TASK DETAILS:
Copy exactly the lines of the records below, and only those lines, beginning with the line that contains "Practice: locate the front" and ending with the line that contains "Practice: locate the wheel".

MATERIAL PROVIDED:

━━━━━━

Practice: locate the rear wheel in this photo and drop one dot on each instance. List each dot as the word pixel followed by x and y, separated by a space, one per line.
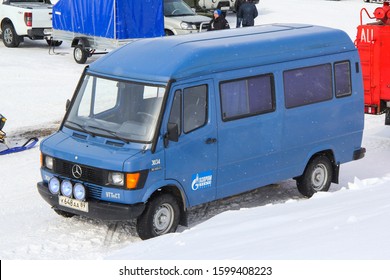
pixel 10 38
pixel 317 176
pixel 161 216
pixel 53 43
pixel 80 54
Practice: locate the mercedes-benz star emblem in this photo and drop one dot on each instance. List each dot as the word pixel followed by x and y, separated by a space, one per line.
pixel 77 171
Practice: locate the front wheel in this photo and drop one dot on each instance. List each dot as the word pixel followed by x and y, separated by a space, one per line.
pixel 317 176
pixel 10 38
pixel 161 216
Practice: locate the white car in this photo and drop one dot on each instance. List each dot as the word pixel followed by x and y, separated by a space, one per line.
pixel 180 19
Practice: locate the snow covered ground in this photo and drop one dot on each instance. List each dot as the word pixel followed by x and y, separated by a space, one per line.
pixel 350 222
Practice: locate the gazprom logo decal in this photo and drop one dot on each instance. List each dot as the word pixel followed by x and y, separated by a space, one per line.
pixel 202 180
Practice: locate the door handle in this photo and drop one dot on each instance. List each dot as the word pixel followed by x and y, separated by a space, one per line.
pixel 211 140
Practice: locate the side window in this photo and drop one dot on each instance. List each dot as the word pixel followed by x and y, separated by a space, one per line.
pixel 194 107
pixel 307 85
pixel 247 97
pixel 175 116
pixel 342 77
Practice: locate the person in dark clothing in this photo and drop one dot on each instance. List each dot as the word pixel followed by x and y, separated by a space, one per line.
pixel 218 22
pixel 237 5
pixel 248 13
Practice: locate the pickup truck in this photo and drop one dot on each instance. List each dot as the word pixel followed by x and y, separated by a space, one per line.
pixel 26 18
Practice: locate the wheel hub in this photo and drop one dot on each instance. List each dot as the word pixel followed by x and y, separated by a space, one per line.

━━━━━━

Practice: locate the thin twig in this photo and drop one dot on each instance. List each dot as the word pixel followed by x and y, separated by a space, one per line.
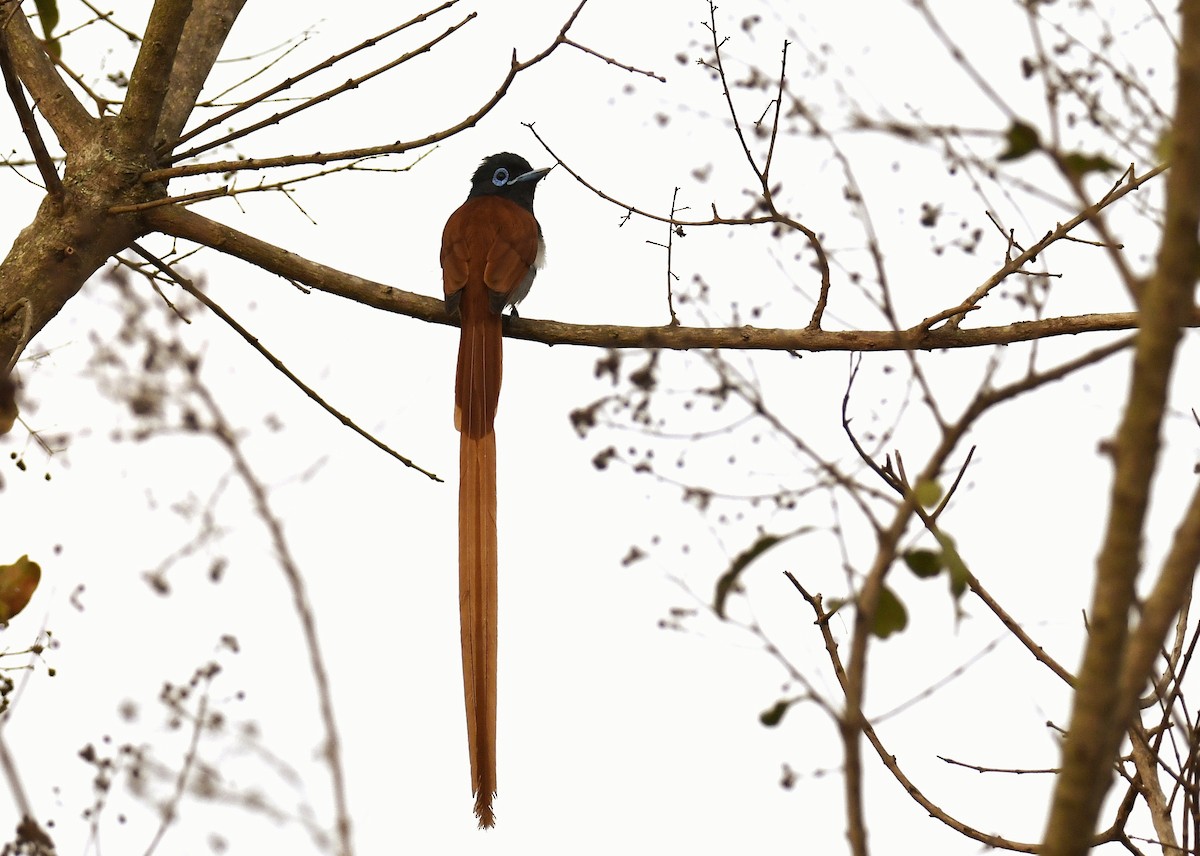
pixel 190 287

━━━━━━

REPLY TO THE EXERCISE:
Practice: locate the front wheel in this photo and drop one dot on each instance. List each dot as the word pixel followed by x and y, separated by a space, one per line.
pixel 317 176
pixel 10 38
pixel 161 216
Practice: locate the white car in this photo and drop one dot on each instance. List each dot as the word pixel followed by x and y, separated by a space, one per line.
pixel 180 19
Practice: locate the snow covered ground in this photo and drop one dot on each instance. List each dot as the word pixel followed by x and y, separated by a space, one per line.
pixel 350 222
Practice: locate the gazprom logo decal in this photo and drop one dot on each instance. List each dot as the word pixel followed by x and y, separated by a space, one per line.
pixel 202 180
Practice: locate the door handle in this photo and drop one dot on each instance. List each dot as the word pixel followed by x and y, separated by a space, one per line.
pixel 211 140
Practice: locate the side window in this photo and drop one dot on each instance. List each dot as the word pixel followed by x and y, separated by a space, one per line.
pixel 194 107
pixel 307 85
pixel 247 97
pixel 175 116
pixel 342 77
Practice: locate the person in dark clothing in this photo and drop one dot on each instance. List each dot as the word pixel followed by x and y, separated by a space, one per line.
pixel 218 22
pixel 237 5
pixel 248 13
Practice: locate the pickup truck in this photo and drop one dot on each instance. List each dot as the word pixel followed by x and y, separated by a space, one per line.
pixel 26 18
Practice: locate the wheel hub in this photo and drop one dot on each instance. List each dot as the word pixel followed by x and y, separated by a space, one per line.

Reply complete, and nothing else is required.